• **Task details**:
Update the rows below by changing "long pier" to "wooden pier" and leaving everything else the same.

• **Records for the exercise**:

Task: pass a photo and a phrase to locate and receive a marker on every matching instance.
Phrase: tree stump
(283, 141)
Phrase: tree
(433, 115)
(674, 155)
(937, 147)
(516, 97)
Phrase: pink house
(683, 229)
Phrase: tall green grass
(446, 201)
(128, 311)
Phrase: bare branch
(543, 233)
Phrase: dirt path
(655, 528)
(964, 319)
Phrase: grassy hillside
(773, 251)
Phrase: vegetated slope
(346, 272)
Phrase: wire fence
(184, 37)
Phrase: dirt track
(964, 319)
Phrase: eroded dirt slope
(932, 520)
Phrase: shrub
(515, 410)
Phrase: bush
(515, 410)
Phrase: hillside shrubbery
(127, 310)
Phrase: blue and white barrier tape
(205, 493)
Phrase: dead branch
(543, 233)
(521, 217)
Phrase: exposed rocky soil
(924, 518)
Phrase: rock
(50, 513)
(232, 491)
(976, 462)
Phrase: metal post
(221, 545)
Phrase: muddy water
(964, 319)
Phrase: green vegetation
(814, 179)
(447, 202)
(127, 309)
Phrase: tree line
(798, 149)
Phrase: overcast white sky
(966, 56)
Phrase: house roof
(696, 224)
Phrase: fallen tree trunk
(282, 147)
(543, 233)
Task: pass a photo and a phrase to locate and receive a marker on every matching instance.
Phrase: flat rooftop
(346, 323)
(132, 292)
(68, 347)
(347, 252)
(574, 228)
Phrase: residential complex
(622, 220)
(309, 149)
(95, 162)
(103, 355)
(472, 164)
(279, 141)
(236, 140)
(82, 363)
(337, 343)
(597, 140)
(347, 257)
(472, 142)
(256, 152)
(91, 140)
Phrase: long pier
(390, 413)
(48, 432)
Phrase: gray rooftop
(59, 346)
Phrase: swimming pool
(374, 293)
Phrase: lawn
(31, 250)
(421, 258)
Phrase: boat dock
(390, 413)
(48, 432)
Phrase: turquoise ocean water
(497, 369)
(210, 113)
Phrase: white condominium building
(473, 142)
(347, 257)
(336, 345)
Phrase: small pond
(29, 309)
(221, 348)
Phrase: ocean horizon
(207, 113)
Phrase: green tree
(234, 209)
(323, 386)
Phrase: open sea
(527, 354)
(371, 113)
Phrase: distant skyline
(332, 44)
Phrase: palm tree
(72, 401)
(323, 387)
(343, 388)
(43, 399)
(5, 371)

• **Result of this task**:
Task: pass a photo and a phrase to locate and receive a marker on every matching instance.
Phrase: tree stump
(283, 141)
Phrase: tree
(433, 115)
(674, 155)
(937, 147)
(516, 97)
Phrase: pink house
(683, 229)
Phrase: tall green grass
(446, 201)
(128, 311)
Phrase: bare branch
(543, 233)
Phrase: dirt path
(655, 528)
(964, 319)
Phrase: grassy hillside
(773, 251)
Phrase: vegetated slope
(346, 272)
Phrase: wire fence
(184, 37)
Phrase: dirt track
(964, 319)
Phrase: eroded dirt slope
(932, 520)
Phrase: shrub
(515, 410)
Phrase: bush
(515, 410)
Phrase: hillside shrubbery
(127, 310)
Phrase: blue and white barrier tape
(205, 493)
Phrase: dead branch
(543, 233)
(521, 217)
Phrase: exposed rocky soil
(924, 518)
Phrase: rock
(50, 513)
(232, 491)
(976, 462)
Phrase: metal post
(221, 545)
Phrase: muddy water
(964, 319)
Phrase: green vegetation
(814, 179)
(447, 202)
(127, 309)
Phrase: tree line
(798, 149)
Phrase: overcast white sky
(966, 56)
Phrase: house roof
(696, 224)
Phrase: fallen tree trunk
(282, 147)
(543, 233)
Task: pass a photo and a phrase to locate and receive a marker on every matching instance.
Phrase: flat rooftop
(346, 323)
(132, 292)
(68, 347)
(347, 252)
(574, 228)
Phrase: residential complex
(622, 220)
(309, 149)
(95, 162)
(103, 355)
(472, 164)
(279, 141)
(236, 140)
(82, 363)
(337, 343)
(597, 140)
(347, 257)
(472, 142)
(256, 152)
(91, 140)
Phrase: wooden pier
(390, 413)
(48, 432)
Phrase: gray rooftop
(59, 346)
Phrase: swimming pool
(374, 293)
Phrase: lawn
(31, 250)
(421, 258)
Phrase: boat dock
(390, 413)
(48, 432)
Phrase: turquoise ocean water
(497, 369)
(210, 113)
Phrase: white condominium building
(473, 142)
(347, 257)
(336, 345)
Phrase: small pond
(29, 309)
(221, 348)
Phrase: ocean horizon
(207, 113)
Phrase: green tree
(234, 209)
(323, 386)
Phrase: open sea
(527, 354)
(371, 113)
Phrase: distant skyline
(332, 44)
Phrase: palm tree
(72, 401)
(323, 387)
(343, 388)
(43, 399)
(5, 371)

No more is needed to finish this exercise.